▸ Problem
Which lines in the rows below contain the word "water"? Copy each one.

Shape annotation entries
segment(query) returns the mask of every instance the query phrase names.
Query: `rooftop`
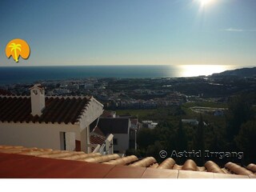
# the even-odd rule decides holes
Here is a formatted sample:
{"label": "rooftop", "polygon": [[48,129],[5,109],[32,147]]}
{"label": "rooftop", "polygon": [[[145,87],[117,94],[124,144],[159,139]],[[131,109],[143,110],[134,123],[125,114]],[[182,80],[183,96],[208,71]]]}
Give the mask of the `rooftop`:
{"label": "rooftop", "polygon": [[[128,118],[100,118],[98,127],[105,135],[109,134],[128,134],[129,121]],[[96,119],[91,124],[91,130],[95,127],[97,122]]]}
{"label": "rooftop", "polygon": [[0,95],[0,122],[74,124],[90,100],[87,97],[46,97],[46,107],[39,117],[31,114],[30,97]]}
{"label": "rooftop", "polygon": [[190,159],[183,165],[172,158],[158,164],[153,157],[0,146],[0,178],[256,178],[255,172],[253,163],[228,162],[220,168],[209,161],[200,167]]}

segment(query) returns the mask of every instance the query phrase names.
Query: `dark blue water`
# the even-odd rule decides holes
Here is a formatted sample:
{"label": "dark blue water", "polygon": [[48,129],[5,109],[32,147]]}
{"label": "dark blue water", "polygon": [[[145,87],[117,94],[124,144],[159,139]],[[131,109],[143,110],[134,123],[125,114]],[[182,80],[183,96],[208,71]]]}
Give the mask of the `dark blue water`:
{"label": "dark blue water", "polygon": [[178,67],[170,66],[82,66],[0,67],[0,84],[82,78],[173,78]]}

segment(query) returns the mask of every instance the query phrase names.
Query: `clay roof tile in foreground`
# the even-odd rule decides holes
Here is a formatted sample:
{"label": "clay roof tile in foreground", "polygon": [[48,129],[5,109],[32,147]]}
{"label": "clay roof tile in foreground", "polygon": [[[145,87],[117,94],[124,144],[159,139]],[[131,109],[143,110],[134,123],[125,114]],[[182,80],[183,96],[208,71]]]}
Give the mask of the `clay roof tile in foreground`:
{"label": "clay roof tile in foreground", "polygon": [[0,146],[0,178],[256,178],[254,173],[253,163],[228,162],[220,168],[208,161],[201,167],[191,159],[179,166],[170,158],[158,164],[153,157]]}

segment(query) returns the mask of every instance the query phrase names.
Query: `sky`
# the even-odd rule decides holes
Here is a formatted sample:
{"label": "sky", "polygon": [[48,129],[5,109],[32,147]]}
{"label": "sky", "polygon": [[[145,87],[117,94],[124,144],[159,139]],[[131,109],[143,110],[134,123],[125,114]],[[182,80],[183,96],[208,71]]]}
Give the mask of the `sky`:
{"label": "sky", "polygon": [[[0,66],[254,66],[255,10],[256,0],[1,0]],[[6,58],[14,38],[28,59]]]}

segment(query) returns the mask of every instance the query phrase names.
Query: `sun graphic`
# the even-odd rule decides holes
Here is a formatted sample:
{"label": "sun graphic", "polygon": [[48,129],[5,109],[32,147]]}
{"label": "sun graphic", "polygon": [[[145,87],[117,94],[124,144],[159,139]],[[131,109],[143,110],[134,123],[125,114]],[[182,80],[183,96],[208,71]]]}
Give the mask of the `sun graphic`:
{"label": "sun graphic", "polygon": [[215,0],[198,0],[198,2],[201,4],[201,6],[206,6],[210,5],[212,2],[214,2]]}
{"label": "sun graphic", "polygon": [[18,58],[21,56],[22,58],[26,59],[30,54],[29,45],[22,39],[15,38],[8,42],[6,47],[6,54],[7,58],[10,55],[13,57],[16,62],[18,62]]}

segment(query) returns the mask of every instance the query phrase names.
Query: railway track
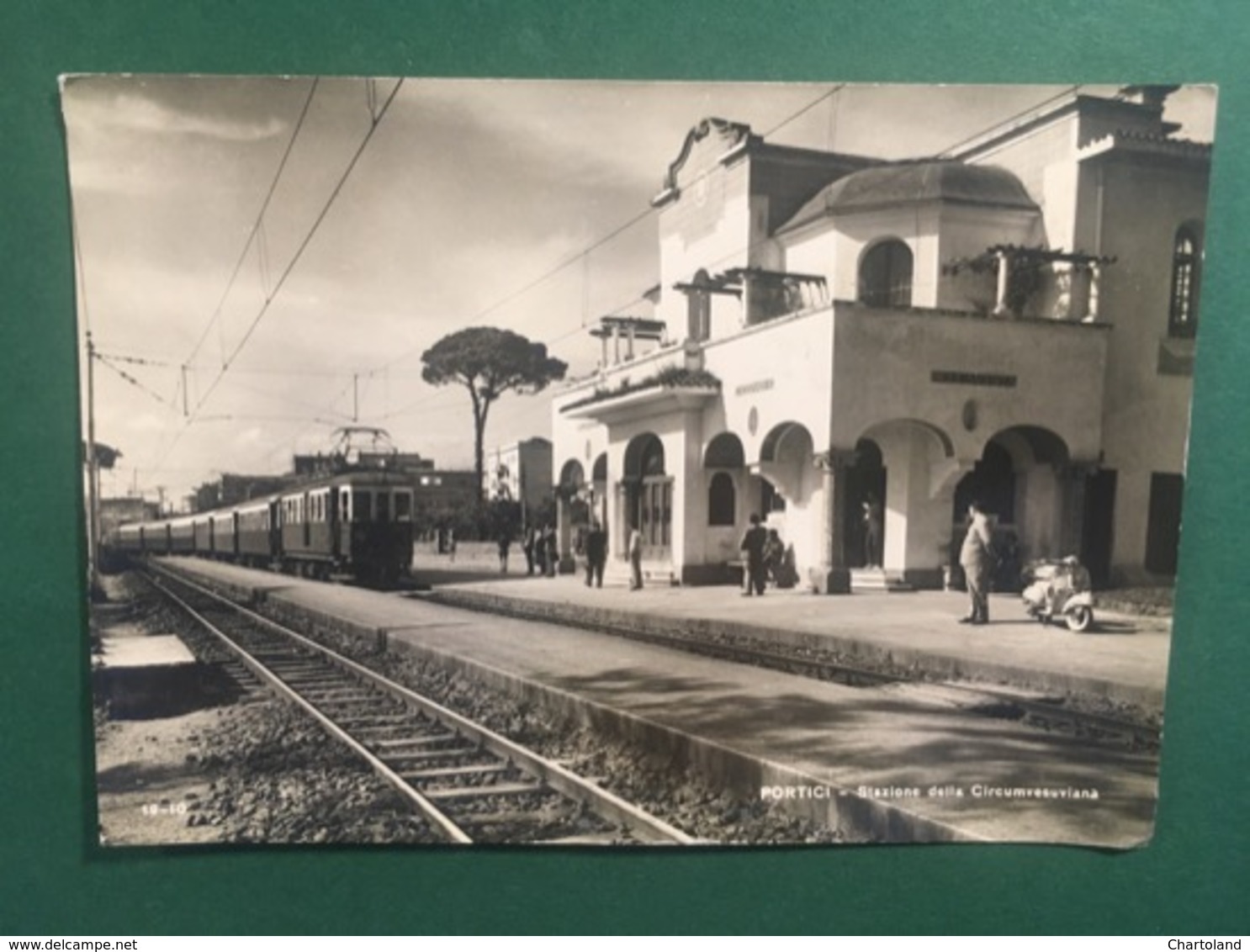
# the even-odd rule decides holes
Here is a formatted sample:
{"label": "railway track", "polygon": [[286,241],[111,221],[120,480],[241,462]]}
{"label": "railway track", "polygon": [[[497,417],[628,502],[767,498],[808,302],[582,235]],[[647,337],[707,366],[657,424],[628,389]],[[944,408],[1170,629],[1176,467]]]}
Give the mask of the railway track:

▸ Exercise output
Query: `dark blue water`
{"label": "dark blue water", "polygon": [[48,129],[5,109],[32,147]]}
{"label": "dark blue water", "polygon": [[[145,87],[117,94],[124,144],[159,139]],[[131,109],[143,110],[134,123],[125,114]],[[182,80],[183,96],[208,71]]]}
Give the mask of the `dark blue water`:
{"label": "dark blue water", "polygon": [[178,67],[170,66],[82,66],[0,67],[0,84],[82,78],[173,78]]}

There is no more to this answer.